◆ WHAT IS REQUIRED ◆
All of the entries below are to be retyped exactly.

[Start of Attachment]

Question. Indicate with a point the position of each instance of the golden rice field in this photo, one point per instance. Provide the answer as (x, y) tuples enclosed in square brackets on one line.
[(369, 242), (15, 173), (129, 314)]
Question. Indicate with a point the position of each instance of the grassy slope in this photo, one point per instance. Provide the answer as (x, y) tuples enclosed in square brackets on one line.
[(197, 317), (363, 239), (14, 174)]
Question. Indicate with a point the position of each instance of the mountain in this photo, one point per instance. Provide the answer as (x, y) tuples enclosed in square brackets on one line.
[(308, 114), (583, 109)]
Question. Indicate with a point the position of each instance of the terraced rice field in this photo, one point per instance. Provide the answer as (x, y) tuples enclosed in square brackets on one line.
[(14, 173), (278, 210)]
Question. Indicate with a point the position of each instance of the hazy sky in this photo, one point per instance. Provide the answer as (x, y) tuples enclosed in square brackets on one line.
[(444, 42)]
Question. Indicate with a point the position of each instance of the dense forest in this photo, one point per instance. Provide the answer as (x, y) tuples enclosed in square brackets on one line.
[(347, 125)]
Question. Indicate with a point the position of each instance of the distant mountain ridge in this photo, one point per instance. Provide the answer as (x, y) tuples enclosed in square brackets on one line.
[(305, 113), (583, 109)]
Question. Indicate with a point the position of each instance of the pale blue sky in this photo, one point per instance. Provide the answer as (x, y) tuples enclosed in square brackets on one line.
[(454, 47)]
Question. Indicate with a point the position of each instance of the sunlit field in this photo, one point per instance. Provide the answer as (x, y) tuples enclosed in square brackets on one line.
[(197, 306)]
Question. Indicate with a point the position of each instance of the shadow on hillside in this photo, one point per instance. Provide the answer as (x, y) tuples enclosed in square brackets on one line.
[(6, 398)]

[End of Attachment]

◆ COMPLETED EXERCISE ◆
Question. Indicate with a point the position of each instance of the golden rice field in this photo, one point per instance. Provide the answer as (x, y) tuples enclosed in square brackets on one line.
[(369, 242), (15, 173), (129, 314)]
Question. Indicate with a point the position of each instance of the grassy slope in this photo, one point per instance. Provide the answer as (x, y) tuples enclosed in square brackets on one line.
[(197, 317), (363, 239), (14, 174)]
Question. Indicate with a point the position of each instance of the mountain in this photo, one point per instance. Provide the answer as (x, y) tuples enclosed in square brackets on one line.
[(308, 114), (583, 109)]
Question. Indicate with a point the position of each instance of the terraced rice field in this photo, one point per instance. Provide the answer as (x, y) tuples enclosed in square brackets on one line.
[(14, 173), (278, 210)]
Question. Indicate with a point the position of each instance of the hazy sky in this photo, one point per instance. Provide the answer as (x, y) tuples enclosed in square brackets on one line.
[(444, 42)]
Question. Indicate with a point the position of each instance of the dense forest in this photo, one point per instance. Provide the answer as (x, y) tuples enclosed in square brackets on one line.
[(347, 125)]
Question. Indicate with a point the position of each instance of the distant mountain ridge in this photo, one point per instance. Provide the answer as (x, y) tuples enclosed in square brackets on one line.
[(305, 113), (583, 109)]
Question. Indicate with a point the position of each instance of the pale blue sky in this photo, one point per instance. Provide the answer as (x, y) tuples enclosed in square brackets on one line.
[(454, 47)]
Question. Indicate with a point the position of each instance of the sunlit field in this photo, one point per instance. Provide the answer as (x, y) tuples enclosed in square brackets on one line.
[(197, 306)]
Question. Indicate with a point the position of each instance of the shadow on hillside in this photo, one point per instance. Provide the answer as (x, y) tuples enclosed in square brackets on one line.
[(6, 398)]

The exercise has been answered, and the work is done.